== MATERIAL FOR THIS TASK
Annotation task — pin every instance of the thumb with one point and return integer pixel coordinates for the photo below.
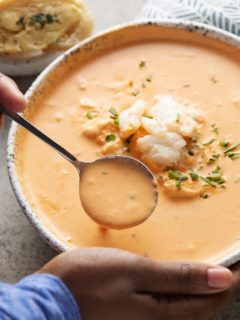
(10, 95)
(182, 278)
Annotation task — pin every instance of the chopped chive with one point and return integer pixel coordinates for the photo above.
(204, 195)
(136, 92)
(215, 128)
(178, 118)
(233, 155)
(113, 111)
(213, 158)
(224, 143)
(190, 152)
(207, 181)
(207, 143)
(110, 137)
(178, 177)
(142, 63)
(20, 22)
(214, 80)
(195, 139)
(194, 175)
(114, 115)
(148, 116)
(149, 77)
(235, 146)
(89, 115)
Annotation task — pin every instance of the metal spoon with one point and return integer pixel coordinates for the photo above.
(81, 168)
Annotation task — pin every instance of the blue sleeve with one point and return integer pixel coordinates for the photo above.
(38, 297)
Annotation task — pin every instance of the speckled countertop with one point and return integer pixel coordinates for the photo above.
(21, 249)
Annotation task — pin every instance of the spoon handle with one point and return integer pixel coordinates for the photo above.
(27, 125)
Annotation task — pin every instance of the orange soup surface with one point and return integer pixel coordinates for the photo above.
(207, 76)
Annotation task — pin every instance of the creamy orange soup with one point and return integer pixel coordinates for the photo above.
(117, 194)
(204, 74)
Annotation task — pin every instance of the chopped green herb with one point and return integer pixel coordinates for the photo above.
(136, 92)
(214, 80)
(233, 155)
(110, 137)
(43, 19)
(114, 115)
(213, 158)
(195, 139)
(149, 77)
(224, 143)
(178, 118)
(142, 63)
(129, 139)
(207, 181)
(215, 128)
(148, 116)
(178, 177)
(204, 195)
(191, 152)
(89, 115)
(194, 175)
(21, 22)
(207, 143)
(216, 176)
(235, 146)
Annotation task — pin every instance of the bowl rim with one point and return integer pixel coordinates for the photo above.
(196, 27)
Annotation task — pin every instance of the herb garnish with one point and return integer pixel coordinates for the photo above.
(178, 118)
(149, 77)
(110, 137)
(142, 63)
(42, 19)
(235, 146)
(136, 92)
(215, 128)
(207, 143)
(114, 115)
(233, 155)
(148, 116)
(213, 158)
(178, 177)
(21, 22)
(194, 175)
(204, 195)
(207, 181)
(214, 80)
(224, 143)
(89, 115)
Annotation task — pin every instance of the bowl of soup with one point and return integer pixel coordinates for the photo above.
(166, 93)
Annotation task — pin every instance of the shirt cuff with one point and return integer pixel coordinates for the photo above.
(55, 287)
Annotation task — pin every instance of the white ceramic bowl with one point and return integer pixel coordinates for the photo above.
(120, 35)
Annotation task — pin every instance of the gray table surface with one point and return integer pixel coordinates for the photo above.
(22, 251)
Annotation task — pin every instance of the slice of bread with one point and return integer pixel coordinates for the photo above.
(29, 26)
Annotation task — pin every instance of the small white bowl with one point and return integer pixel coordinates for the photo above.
(124, 34)
(27, 65)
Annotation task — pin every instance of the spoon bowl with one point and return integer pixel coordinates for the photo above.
(125, 200)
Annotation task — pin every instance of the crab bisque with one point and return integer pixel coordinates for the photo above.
(173, 104)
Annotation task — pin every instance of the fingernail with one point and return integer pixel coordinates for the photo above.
(219, 278)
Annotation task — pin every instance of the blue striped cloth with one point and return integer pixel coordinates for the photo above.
(224, 14)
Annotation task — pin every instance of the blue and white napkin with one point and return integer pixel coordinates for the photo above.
(224, 14)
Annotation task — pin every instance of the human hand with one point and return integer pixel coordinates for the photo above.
(117, 285)
(10, 95)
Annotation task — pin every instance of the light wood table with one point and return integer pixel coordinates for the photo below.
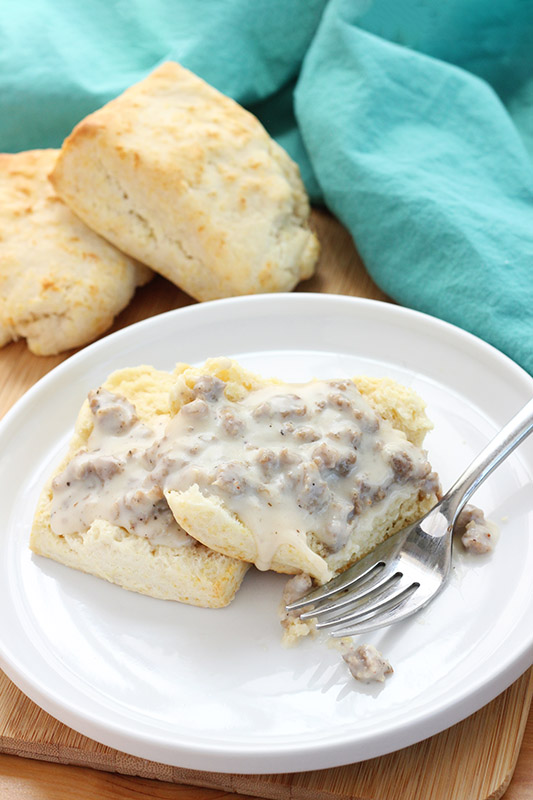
(341, 272)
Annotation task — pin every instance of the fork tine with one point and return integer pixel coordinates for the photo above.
(373, 608)
(401, 611)
(349, 578)
(376, 588)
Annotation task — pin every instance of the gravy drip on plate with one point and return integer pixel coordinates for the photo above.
(288, 460)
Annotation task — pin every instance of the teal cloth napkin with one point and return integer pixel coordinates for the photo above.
(412, 121)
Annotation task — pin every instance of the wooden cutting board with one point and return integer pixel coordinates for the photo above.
(473, 760)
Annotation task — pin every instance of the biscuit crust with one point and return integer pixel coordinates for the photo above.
(187, 181)
(61, 284)
(193, 574)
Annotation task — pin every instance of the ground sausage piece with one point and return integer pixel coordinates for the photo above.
(229, 477)
(477, 533)
(231, 424)
(313, 493)
(367, 664)
(89, 466)
(295, 588)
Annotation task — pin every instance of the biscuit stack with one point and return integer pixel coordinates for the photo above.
(171, 176)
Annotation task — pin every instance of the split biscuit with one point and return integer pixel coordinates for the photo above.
(241, 501)
(187, 181)
(61, 284)
(188, 571)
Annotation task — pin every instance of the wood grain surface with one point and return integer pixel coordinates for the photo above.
(474, 760)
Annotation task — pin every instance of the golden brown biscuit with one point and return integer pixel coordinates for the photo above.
(345, 452)
(170, 565)
(61, 284)
(185, 180)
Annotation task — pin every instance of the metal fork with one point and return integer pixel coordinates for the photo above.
(404, 573)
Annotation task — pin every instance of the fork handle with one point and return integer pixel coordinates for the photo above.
(511, 435)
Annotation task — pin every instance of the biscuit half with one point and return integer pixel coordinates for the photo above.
(209, 519)
(190, 574)
(187, 181)
(61, 284)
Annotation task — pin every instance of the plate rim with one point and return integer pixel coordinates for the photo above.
(130, 743)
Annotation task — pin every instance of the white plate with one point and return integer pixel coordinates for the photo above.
(215, 689)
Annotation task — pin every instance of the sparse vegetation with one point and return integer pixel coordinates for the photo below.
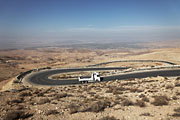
(108, 118)
(127, 102)
(160, 100)
(16, 114)
(140, 103)
(177, 112)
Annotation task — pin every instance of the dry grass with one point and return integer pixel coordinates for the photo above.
(140, 103)
(108, 118)
(17, 114)
(127, 102)
(160, 100)
(177, 112)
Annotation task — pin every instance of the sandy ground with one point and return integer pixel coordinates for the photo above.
(149, 98)
(137, 99)
(13, 62)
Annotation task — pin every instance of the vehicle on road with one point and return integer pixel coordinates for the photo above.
(95, 77)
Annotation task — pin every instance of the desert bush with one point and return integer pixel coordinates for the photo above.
(169, 86)
(178, 78)
(145, 114)
(98, 106)
(61, 95)
(177, 84)
(16, 114)
(127, 102)
(108, 118)
(15, 100)
(135, 90)
(73, 108)
(43, 101)
(146, 99)
(174, 97)
(116, 90)
(51, 112)
(140, 103)
(16, 81)
(177, 112)
(141, 95)
(26, 93)
(160, 100)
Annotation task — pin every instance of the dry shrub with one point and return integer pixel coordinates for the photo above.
(174, 97)
(141, 95)
(127, 102)
(116, 90)
(160, 100)
(43, 101)
(146, 99)
(23, 94)
(73, 108)
(177, 112)
(136, 90)
(51, 112)
(98, 106)
(17, 114)
(61, 95)
(15, 101)
(169, 86)
(140, 103)
(16, 81)
(178, 78)
(145, 114)
(108, 118)
(177, 84)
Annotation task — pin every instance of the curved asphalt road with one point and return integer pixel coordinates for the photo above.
(41, 78)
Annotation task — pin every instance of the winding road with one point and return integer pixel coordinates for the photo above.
(41, 78)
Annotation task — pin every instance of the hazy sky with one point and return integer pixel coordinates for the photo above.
(116, 20)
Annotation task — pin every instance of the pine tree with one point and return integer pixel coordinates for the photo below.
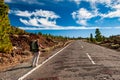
(91, 37)
(5, 28)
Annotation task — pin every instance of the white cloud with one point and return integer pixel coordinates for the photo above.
(82, 15)
(7, 1)
(46, 14)
(76, 1)
(21, 13)
(111, 14)
(30, 22)
(37, 18)
(67, 28)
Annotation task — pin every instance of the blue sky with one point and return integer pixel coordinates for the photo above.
(66, 17)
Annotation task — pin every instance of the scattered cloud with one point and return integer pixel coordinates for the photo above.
(21, 13)
(67, 28)
(37, 18)
(82, 15)
(25, 1)
(7, 1)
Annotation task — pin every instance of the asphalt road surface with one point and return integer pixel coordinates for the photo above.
(80, 61)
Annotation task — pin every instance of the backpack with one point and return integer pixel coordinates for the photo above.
(34, 46)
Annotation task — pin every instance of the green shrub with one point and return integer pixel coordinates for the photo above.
(115, 46)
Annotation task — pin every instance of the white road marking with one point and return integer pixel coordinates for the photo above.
(24, 76)
(90, 58)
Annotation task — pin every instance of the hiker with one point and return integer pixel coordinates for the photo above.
(34, 47)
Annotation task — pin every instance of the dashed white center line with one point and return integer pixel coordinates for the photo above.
(90, 58)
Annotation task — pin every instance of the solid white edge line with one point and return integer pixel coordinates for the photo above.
(90, 58)
(21, 78)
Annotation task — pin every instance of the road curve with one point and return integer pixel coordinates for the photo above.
(80, 61)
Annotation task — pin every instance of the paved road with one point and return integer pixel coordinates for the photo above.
(80, 61)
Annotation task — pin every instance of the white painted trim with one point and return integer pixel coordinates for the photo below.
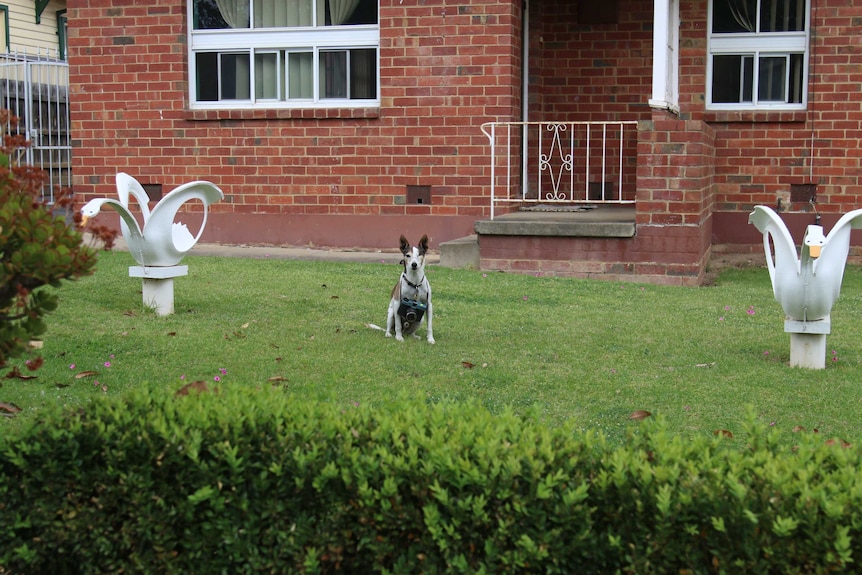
(665, 71)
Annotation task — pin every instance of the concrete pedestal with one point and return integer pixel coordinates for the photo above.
(808, 342)
(158, 285)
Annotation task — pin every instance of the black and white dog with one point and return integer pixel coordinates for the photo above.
(411, 297)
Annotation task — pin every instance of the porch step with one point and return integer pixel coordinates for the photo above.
(460, 253)
(604, 222)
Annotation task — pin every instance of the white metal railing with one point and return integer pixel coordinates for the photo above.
(35, 89)
(562, 162)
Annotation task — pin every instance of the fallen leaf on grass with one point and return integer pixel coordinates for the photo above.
(35, 363)
(16, 374)
(198, 386)
(9, 409)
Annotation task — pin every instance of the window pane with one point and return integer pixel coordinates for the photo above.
(797, 61)
(235, 78)
(772, 79)
(206, 67)
(731, 79)
(782, 15)
(333, 74)
(734, 16)
(300, 75)
(278, 13)
(351, 12)
(220, 14)
(363, 74)
(266, 81)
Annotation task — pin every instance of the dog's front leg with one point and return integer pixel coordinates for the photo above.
(390, 321)
(428, 315)
(398, 328)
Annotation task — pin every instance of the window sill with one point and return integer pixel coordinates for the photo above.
(283, 114)
(755, 116)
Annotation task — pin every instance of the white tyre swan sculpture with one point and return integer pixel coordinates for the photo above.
(806, 284)
(161, 241)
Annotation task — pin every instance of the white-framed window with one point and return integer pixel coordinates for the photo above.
(283, 53)
(758, 54)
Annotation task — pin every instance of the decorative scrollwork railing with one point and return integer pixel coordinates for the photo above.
(562, 162)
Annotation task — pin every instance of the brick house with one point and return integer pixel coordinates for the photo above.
(348, 122)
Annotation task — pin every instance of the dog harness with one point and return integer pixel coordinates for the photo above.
(411, 310)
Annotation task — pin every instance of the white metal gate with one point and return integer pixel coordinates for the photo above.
(35, 89)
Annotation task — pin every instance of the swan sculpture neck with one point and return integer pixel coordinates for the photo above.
(160, 241)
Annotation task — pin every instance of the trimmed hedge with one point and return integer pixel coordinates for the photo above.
(257, 481)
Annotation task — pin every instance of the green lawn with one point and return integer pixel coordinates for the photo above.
(590, 351)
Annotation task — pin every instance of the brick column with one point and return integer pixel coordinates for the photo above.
(675, 195)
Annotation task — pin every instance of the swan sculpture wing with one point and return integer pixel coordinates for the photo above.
(785, 258)
(161, 241)
(172, 237)
(806, 287)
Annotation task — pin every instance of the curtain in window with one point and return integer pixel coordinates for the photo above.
(234, 12)
(282, 13)
(742, 14)
(340, 10)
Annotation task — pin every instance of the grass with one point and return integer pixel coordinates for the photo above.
(566, 349)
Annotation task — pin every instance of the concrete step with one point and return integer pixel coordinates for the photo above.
(460, 253)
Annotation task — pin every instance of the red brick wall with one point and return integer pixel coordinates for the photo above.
(759, 156)
(590, 72)
(335, 177)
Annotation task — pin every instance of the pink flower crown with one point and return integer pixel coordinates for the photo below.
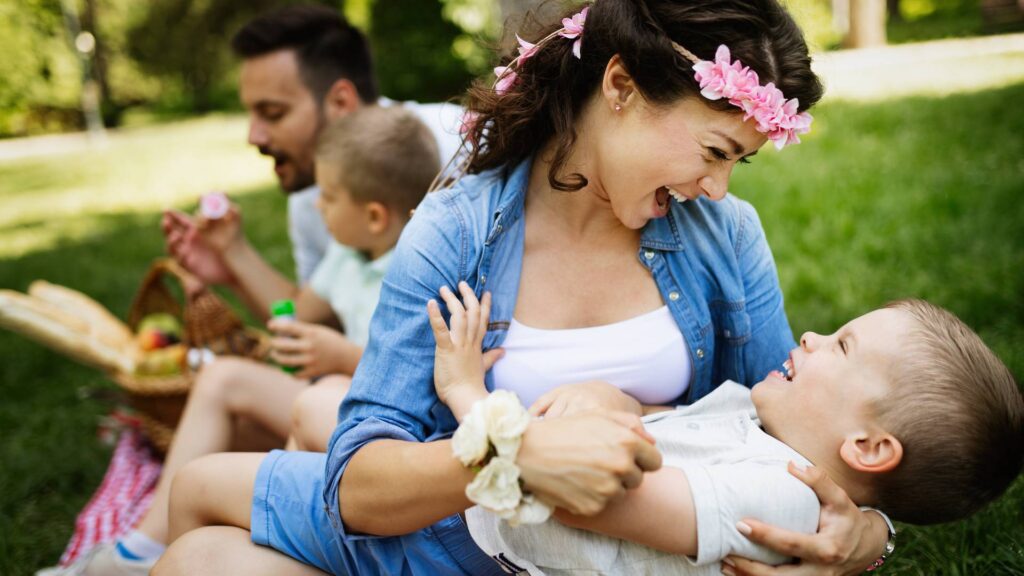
(776, 117)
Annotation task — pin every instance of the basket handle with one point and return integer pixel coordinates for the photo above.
(205, 317)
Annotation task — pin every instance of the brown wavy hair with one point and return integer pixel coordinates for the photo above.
(553, 85)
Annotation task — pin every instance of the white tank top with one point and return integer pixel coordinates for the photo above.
(645, 357)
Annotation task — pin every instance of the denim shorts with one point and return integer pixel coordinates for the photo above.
(289, 515)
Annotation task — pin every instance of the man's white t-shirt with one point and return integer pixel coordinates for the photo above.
(305, 227)
(735, 470)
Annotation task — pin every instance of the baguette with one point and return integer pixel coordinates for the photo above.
(64, 332)
(101, 324)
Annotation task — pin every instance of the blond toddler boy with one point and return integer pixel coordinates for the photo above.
(905, 408)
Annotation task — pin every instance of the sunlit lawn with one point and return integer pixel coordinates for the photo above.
(915, 197)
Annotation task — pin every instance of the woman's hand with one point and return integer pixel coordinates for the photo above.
(585, 397)
(316, 350)
(847, 542)
(459, 362)
(581, 462)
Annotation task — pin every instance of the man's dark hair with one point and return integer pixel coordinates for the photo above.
(327, 47)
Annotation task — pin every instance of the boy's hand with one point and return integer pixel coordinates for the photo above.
(460, 364)
(189, 250)
(221, 234)
(585, 397)
(317, 350)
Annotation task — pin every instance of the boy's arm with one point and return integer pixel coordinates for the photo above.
(659, 513)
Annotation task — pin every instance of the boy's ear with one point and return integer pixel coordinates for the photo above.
(871, 452)
(378, 216)
(341, 98)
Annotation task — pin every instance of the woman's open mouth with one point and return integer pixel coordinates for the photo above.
(662, 197)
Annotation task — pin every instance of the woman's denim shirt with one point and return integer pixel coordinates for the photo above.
(710, 259)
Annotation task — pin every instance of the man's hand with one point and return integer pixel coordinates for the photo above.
(188, 249)
(847, 541)
(584, 461)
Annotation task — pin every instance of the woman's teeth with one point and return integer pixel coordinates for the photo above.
(679, 197)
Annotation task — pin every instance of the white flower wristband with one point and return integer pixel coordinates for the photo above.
(492, 432)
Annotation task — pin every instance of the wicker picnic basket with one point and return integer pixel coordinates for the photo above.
(207, 323)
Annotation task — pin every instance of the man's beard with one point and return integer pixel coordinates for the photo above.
(301, 178)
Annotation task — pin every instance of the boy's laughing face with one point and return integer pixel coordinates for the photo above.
(829, 383)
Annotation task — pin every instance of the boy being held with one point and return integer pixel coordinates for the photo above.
(905, 408)
(373, 166)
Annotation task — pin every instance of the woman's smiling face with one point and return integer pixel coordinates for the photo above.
(643, 155)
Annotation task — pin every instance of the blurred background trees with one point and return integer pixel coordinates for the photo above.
(171, 57)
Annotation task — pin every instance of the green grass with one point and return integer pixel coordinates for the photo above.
(916, 197)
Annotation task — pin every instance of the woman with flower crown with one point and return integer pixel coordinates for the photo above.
(595, 211)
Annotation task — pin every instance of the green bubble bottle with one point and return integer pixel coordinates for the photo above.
(285, 310)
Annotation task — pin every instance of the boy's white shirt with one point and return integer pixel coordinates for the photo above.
(735, 470)
(351, 284)
(305, 227)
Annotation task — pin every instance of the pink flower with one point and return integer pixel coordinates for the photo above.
(772, 114)
(506, 79)
(214, 205)
(572, 28)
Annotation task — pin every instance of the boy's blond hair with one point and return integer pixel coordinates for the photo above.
(958, 414)
(381, 154)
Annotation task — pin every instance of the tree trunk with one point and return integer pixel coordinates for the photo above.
(867, 24)
(893, 9)
(91, 25)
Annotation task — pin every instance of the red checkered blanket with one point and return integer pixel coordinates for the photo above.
====
## WHAT YOU HAVE TO DO
Starting with the line that contains "Annotation task — pin every instance of the pink flower with", repeat each line through the last one exactly as it appears. Include both ends and nothing more.

## SOLUTION TO THIS TASK
Annotation task — pin every instance of the pink flower with one point and return integer pixel coordinates for the photo above.
(772, 114)
(506, 79)
(214, 205)
(572, 28)
Annotation task — pin every instance of the boy's blond hair with one point and return integer pixel coordinates for the photo above.
(958, 414)
(381, 154)
Annotation task — pin every instance of the tree trunk with one point and return integer pixel coordinates for the photo above.
(867, 24)
(893, 9)
(91, 25)
Annotation task — pin every instance of the red checkered blanket with one point and return integer pixel coordinates for the photo above.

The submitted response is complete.